Given data =>
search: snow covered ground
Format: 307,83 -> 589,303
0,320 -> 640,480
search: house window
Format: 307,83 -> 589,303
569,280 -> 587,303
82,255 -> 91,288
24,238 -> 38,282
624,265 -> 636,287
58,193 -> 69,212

Problem to solve =>
Copy each of these rows word for word.

Finished answer =>
search: snow covered ground
Format: 307,83 -> 589,303
0,320 -> 640,480
search: house window
Format: 307,83 -> 589,303
569,280 -> 587,303
82,255 -> 91,288
24,238 -> 38,282
624,265 -> 636,287
58,193 -> 69,212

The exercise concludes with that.